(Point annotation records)
##############################

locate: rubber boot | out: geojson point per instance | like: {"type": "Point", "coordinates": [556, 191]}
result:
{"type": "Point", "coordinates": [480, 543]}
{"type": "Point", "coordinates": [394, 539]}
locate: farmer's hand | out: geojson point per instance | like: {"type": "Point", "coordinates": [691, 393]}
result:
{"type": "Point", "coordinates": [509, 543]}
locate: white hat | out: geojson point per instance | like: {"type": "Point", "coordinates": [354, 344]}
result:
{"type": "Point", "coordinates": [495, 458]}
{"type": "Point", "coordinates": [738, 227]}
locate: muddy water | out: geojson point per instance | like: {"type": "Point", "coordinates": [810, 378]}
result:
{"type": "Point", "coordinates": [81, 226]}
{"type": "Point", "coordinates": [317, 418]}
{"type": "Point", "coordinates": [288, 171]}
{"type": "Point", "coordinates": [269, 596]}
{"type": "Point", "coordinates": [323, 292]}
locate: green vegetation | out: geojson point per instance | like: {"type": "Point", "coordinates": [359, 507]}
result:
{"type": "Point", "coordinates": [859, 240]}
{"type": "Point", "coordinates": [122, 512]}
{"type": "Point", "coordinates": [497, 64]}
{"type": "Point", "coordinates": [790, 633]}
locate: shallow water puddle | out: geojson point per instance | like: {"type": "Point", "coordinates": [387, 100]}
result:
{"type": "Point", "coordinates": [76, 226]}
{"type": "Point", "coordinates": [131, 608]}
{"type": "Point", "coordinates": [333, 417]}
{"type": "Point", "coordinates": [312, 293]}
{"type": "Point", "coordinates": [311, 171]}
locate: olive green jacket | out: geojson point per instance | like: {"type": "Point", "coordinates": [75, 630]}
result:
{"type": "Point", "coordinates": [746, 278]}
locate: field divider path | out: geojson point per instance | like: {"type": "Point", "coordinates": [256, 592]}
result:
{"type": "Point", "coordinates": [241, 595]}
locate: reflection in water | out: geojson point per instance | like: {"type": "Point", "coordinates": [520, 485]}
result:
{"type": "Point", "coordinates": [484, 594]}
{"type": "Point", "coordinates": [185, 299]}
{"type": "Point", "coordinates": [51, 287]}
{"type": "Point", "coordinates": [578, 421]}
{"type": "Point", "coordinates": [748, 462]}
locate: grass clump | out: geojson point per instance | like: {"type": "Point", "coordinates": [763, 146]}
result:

##############################

**Task goal:**
Using the data above, return each line exactly as written.

**Output for this task:**
locate: rubber boot | out: geojson point per instance | like: {"type": "Point", "coordinates": [556, 191]}
result:
{"type": "Point", "coordinates": [480, 543]}
{"type": "Point", "coordinates": [394, 539]}
locate: farmer's hand | out: geojson point per instance | like: {"type": "Point", "coordinates": [691, 393]}
result:
{"type": "Point", "coordinates": [509, 543]}
locate: white hat | out: geojson point per instance | like: {"type": "Point", "coordinates": [354, 344]}
result:
{"type": "Point", "coordinates": [495, 458]}
{"type": "Point", "coordinates": [738, 227]}
locate: muddy water | out: geojson point per instance | like: {"type": "Point", "coordinates": [810, 378]}
result:
{"type": "Point", "coordinates": [81, 226]}
{"type": "Point", "coordinates": [317, 418]}
{"type": "Point", "coordinates": [288, 171]}
{"type": "Point", "coordinates": [269, 596]}
{"type": "Point", "coordinates": [323, 292]}
locate: green vegetation | out: geojson point per instance | like: {"type": "Point", "coordinates": [359, 507]}
result:
{"type": "Point", "coordinates": [859, 240]}
{"type": "Point", "coordinates": [122, 512]}
{"type": "Point", "coordinates": [497, 64]}
{"type": "Point", "coordinates": [790, 633]}
locate: shallow water puddle | out: geojson point per instance | like: {"type": "Point", "coordinates": [387, 100]}
result:
{"type": "Point", "coordinates": [76, 226]}
{"type": "Point", "coordinates": [131, 608]}
{"type": "Point", "coordinates": [333, 417]}
{"type": "Point", "coordinates": [312, 293]}
{"type": "Point", "coordinates": [311, 171]}
locate: olive green jacket | out: geojson point per instance | like: {"type": "Point", "coordinates": [75, 630]}
result:
{"type": "Point", "coordinates": [746, 278]}
locate: field divider path | out: geojson point per instance | like: {"type": "Point", "coordinates": [256, 592]}
result:
{"type": "Point", "coordinates": [241, 595]}
locate: reflection in water | out: geojson point per instance | like: {"type": "Point", "coordinates": [520, 485]}
result:
{"type": "Point", "coordinates": [484, 594]}
{"type": "Point", "coordinates": [185, 299]}
{"type": "Point", "coordinates": [51, 287]}
{"type": "Point", "coordinates": [578, 421]}
{"type": "Point", "coordinates": [748, 462]}
locate: grass clump | out: geojson point per instance | like: {"type": "Point", "coordinates": [763, 146]}
result:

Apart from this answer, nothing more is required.